▶ **DATA TO PROCESS**:
————————

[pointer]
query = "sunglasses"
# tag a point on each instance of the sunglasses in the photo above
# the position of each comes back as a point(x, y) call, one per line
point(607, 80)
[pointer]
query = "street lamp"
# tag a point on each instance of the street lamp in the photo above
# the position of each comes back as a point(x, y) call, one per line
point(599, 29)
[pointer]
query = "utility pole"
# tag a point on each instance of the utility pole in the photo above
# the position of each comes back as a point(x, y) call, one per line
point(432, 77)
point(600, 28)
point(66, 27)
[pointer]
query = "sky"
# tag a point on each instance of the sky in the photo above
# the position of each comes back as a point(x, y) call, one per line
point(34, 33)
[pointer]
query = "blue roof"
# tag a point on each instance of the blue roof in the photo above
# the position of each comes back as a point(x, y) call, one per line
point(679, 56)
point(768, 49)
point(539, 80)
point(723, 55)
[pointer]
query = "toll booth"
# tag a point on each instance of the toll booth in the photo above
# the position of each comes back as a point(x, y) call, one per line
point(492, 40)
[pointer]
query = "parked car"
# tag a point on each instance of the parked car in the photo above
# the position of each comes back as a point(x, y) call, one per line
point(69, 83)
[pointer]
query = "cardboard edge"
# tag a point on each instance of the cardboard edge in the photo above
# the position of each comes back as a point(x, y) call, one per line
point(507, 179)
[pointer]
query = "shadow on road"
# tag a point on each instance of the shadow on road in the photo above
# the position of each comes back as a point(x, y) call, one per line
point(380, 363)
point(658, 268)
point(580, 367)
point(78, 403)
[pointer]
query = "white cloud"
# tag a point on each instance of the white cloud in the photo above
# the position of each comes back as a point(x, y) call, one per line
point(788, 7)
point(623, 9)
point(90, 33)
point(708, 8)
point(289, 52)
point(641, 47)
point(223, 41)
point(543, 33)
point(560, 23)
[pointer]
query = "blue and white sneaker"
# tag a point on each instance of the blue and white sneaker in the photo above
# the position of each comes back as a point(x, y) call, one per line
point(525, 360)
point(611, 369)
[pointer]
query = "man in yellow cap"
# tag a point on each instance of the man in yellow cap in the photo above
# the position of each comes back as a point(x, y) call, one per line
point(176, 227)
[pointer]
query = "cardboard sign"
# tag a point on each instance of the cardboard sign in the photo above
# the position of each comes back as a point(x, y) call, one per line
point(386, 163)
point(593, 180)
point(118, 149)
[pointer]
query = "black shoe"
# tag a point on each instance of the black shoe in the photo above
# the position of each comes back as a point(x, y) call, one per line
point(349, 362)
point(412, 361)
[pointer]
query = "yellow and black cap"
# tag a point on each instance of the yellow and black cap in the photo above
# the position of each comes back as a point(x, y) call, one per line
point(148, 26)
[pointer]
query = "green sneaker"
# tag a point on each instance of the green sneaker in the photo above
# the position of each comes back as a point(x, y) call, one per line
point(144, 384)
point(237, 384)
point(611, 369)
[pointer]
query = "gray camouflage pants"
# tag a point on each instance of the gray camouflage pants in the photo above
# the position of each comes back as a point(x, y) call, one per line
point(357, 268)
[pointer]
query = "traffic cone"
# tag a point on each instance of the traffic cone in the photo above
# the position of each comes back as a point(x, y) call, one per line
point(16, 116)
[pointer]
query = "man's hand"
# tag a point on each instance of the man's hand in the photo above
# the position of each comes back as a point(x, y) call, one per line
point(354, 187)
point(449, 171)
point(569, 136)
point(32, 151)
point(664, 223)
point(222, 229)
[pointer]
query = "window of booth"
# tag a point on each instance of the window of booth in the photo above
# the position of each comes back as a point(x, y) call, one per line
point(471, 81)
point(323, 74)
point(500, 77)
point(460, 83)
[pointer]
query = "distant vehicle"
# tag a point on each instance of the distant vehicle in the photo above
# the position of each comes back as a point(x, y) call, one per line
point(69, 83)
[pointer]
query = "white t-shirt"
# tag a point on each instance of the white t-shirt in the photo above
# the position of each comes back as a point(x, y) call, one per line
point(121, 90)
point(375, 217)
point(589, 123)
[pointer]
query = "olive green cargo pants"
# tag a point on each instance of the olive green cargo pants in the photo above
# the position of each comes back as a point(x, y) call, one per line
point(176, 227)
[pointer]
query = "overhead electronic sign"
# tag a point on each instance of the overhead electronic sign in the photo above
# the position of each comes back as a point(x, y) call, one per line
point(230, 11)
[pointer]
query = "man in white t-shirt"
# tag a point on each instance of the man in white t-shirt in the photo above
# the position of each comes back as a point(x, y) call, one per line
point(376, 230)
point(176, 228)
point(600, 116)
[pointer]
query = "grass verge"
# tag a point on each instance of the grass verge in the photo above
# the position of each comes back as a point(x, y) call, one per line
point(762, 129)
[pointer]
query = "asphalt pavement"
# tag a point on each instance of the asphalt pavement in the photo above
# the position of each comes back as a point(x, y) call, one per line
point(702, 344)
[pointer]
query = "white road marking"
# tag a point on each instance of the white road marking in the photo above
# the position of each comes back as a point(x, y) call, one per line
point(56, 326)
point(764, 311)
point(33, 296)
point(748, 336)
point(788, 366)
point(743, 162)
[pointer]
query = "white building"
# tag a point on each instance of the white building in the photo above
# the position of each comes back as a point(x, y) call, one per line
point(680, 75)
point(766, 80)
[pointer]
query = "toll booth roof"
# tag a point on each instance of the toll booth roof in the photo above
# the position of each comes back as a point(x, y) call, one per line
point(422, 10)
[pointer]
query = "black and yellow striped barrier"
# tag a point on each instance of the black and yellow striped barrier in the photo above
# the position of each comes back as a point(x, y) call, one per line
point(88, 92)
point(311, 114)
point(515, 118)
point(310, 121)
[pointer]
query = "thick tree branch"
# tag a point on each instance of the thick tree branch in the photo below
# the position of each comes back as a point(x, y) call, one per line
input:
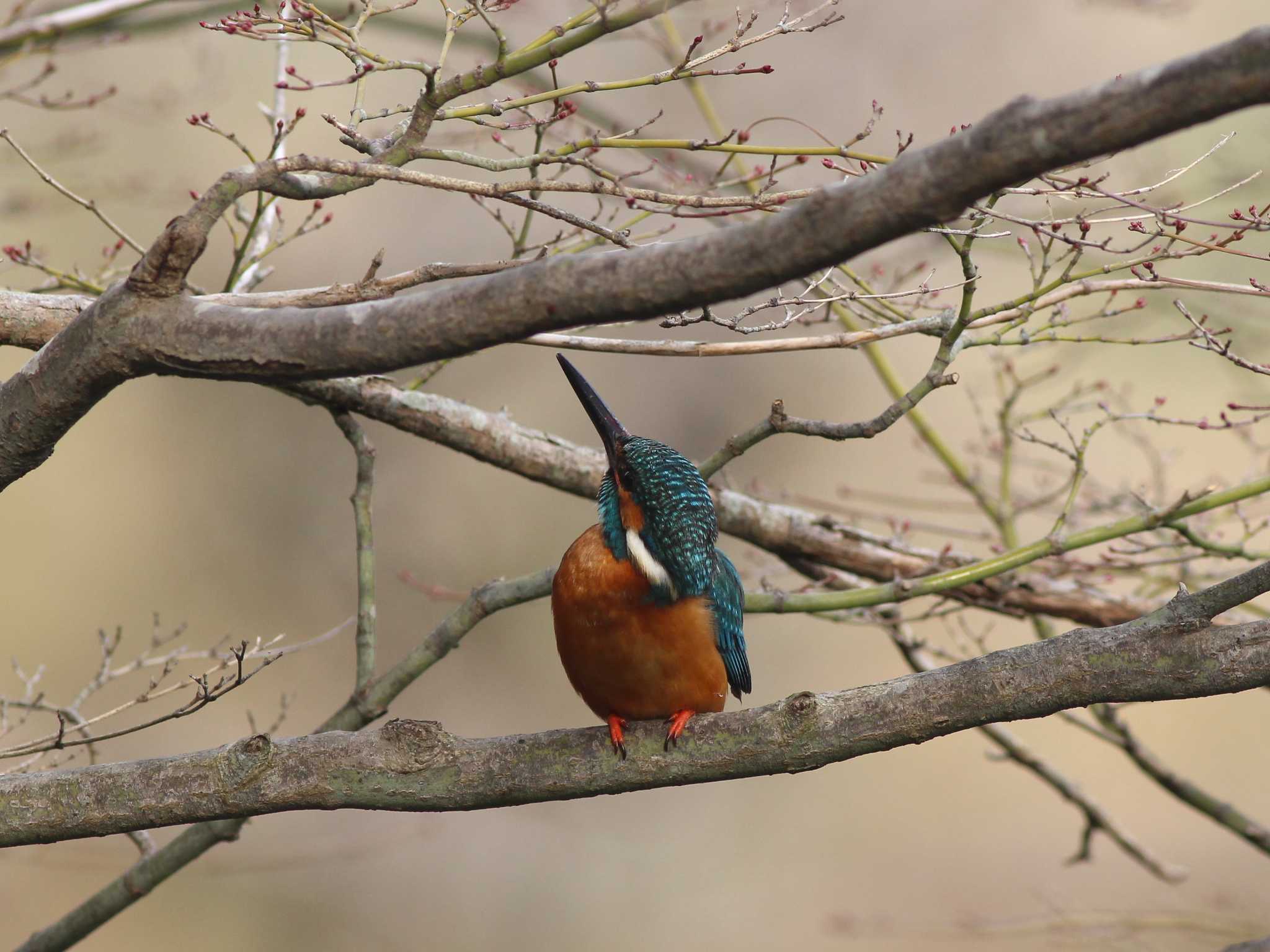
point(543, 457)
point(363, 707)
point(418, 767)
point(141, 328)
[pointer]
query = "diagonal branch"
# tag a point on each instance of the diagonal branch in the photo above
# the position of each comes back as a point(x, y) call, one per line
point(362, 708)
point(145, 327)
point(418, 767)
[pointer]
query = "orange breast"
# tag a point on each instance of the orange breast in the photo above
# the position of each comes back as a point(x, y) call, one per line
point(623, 654)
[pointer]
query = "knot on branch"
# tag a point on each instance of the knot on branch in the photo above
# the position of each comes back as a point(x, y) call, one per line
point(413, 746)
point(801, 708)
point(163, 268)
point(243, 760)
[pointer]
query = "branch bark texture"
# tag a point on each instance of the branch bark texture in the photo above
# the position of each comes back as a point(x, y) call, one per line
point(143, 327)
point(417, 765)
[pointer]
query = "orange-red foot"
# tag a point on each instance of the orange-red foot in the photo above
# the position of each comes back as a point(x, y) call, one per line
point(677, 723)
point(616, 736)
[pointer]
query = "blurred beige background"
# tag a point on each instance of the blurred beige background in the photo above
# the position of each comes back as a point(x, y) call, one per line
point(225, 506)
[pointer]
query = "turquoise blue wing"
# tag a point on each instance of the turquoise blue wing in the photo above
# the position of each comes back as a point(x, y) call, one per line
point(728, 599)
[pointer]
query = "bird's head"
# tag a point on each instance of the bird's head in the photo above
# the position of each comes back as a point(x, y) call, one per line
point(654, 507)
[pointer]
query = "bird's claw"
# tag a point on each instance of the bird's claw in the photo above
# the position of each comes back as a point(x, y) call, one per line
point(616, 736)
point(677, 721)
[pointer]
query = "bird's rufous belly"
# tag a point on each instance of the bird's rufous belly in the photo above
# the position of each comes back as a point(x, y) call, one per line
point(624, 654)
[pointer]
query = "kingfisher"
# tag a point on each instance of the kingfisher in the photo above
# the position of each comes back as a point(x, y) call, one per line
point(648, 614)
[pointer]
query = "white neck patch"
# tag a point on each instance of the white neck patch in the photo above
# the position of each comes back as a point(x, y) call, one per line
point(653, 570)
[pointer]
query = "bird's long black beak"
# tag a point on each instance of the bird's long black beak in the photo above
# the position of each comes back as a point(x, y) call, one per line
point(611, 432)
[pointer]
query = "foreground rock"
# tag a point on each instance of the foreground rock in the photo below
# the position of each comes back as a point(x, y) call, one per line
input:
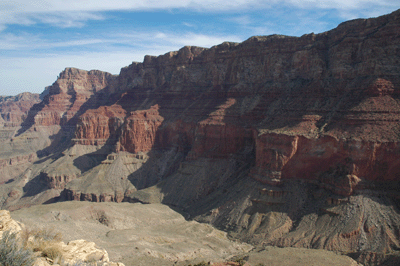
point(76, 251)
point(154, 234)
point(287, 141)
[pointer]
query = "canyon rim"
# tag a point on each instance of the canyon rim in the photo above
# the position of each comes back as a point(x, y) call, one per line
point(279, 141)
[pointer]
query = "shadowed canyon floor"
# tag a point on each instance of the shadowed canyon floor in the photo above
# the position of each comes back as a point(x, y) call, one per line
point(138, 234)
point(278, 140)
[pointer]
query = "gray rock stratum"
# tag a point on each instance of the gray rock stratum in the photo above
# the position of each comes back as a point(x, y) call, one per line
point(278, 140)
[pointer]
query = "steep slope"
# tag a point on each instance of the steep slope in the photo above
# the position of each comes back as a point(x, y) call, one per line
point(280, 140)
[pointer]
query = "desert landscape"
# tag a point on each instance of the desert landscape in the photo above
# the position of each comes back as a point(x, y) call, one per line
point(277, 150)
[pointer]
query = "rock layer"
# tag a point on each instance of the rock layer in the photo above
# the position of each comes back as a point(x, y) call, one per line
point(258, 138)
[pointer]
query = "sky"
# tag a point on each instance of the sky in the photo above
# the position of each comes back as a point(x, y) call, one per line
point(40, 38)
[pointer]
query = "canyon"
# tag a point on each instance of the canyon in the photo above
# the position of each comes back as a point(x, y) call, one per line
point(278, 140)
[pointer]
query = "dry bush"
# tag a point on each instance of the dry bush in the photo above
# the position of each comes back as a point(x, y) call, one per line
point(12, 251)
point(45, 241)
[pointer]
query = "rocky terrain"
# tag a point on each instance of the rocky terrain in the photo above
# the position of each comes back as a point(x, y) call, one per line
point(284, 141)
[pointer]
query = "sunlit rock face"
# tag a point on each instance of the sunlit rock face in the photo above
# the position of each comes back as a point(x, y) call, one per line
point(258, 138)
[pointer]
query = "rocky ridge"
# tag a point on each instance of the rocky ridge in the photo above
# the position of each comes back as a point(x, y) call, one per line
point(259, 138)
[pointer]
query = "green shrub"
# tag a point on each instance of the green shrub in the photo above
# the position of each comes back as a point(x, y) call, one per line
point(13, 253)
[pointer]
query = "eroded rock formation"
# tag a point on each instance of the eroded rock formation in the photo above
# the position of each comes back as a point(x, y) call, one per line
point(258, 138)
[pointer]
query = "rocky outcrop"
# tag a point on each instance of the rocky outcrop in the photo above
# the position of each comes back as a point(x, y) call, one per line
point(14, 109)
point(66, 97)
point(76, 251)
point(260, 138)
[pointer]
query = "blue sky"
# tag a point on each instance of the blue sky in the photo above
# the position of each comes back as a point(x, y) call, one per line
point(38, 39)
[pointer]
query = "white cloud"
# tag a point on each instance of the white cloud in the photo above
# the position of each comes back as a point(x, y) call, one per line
point(33, 73)
point(74, 13)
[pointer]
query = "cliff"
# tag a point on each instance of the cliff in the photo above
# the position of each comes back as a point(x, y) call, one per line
point(258, 138)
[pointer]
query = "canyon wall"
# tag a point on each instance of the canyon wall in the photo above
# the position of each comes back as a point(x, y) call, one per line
point(257, 138)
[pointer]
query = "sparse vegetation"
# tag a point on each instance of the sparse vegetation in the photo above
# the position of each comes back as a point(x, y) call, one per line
point(13, 252)
point(44, 241)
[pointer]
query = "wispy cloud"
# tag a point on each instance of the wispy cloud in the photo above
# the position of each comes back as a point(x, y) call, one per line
point(74, 13)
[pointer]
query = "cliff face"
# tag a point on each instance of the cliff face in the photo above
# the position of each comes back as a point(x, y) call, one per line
point(280, 121)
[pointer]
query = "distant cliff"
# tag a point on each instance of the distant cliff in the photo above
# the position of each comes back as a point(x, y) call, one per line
point(291, 141)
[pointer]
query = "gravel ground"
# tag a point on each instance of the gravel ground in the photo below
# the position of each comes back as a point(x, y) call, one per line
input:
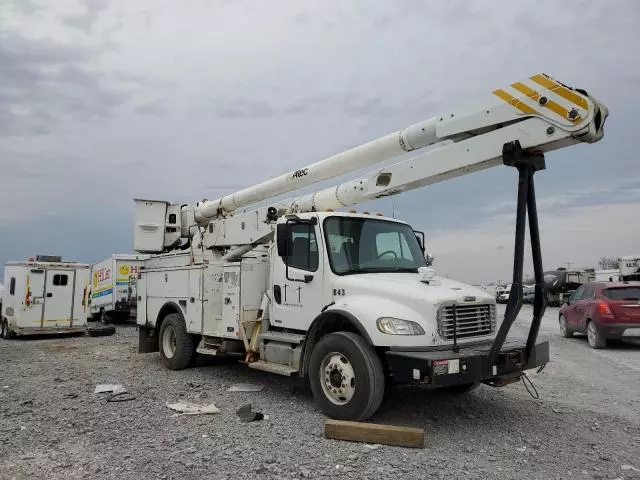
point(585, 425)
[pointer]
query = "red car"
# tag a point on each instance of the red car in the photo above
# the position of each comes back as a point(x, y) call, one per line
point(604, 311)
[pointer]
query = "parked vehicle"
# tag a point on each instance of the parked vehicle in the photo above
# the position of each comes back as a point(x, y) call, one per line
point(44, 295)
point(609, 275)
point(602, 310)
point(528, 293)
point(629, 268)
point(344, 301)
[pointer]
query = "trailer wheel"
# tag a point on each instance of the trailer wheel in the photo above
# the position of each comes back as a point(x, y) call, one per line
point(346, 377)
point(462, 388)
point(105, 318)
point(594, 337)
point(101, 331)
point(175, 343)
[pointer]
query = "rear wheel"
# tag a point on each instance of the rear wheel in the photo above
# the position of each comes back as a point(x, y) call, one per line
point(564, 328)
point(105, 318)
point(176, 344)
point(595, 339)
point(346, 377)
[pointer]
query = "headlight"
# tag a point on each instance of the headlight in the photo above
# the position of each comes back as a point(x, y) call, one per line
point(396, 326)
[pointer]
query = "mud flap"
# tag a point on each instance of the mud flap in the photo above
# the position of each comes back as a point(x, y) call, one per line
point(147, 340)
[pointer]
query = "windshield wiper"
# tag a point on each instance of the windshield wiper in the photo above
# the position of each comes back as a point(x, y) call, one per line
point(383, 270)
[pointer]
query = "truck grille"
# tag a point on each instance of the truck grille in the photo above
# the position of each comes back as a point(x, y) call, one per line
point(471, 320)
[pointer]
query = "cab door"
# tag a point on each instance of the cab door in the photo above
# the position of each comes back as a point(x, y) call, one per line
point(297, 276)
point(571, 313)
point(59, 288)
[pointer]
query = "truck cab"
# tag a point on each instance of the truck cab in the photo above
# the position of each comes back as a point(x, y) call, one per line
point(372, 270)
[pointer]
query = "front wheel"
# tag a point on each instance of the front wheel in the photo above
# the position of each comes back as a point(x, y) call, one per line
point(595, 339)
point(346, 377)
point(462, 388)
point(176, 344)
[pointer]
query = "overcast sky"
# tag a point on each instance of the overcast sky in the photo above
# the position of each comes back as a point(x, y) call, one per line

————————

▶ **TASK DETAILS**: Set out the lines from the very first one through the line containing "point(34, 33)", both included, as a Markdown table with the columns No. and Line. Number the rows and leave out any blank lines.

▶ **SOLUTION**:
| No. | Line |
|---|---|
| 1 | [pointer] |
| 2 | query = "sunglasses" |
| 3 | # tag a point on each instance of the sunglasses in the photo above |
| 4 | # the position of each comes back as a point(x, y) call, one per line |
| 5 | point(607, 80) |
| 6 | [pointer] |
| 7 | query = "street lamp" |
| 8 | # tag a point on each instance of the street lamp in the photo above |
| 9 | # the position of each comes back as a point(x, y) call, one per line |
| 10 | point(599, 29) |
| 11 | [pointer] |
| 12 | query = "utility pole" |
| 13 | # tag a point on each instance of the utility pole in the photo above |
| 14 | # the position of each comes back as a point(x, y) call, one per line |
| 15 | point(432, 77) |
| 16 | point(600, 28) |
| 17 | point(66, 27) |
| 18 | [pointer] |
| 19 | query = "sky" |
| 20 | # tag a point on each instance of the sky in the photo above |
| 21 | # the position of each comes back as a point(x, y) call, one per line |
| 22 | point(34, 33) |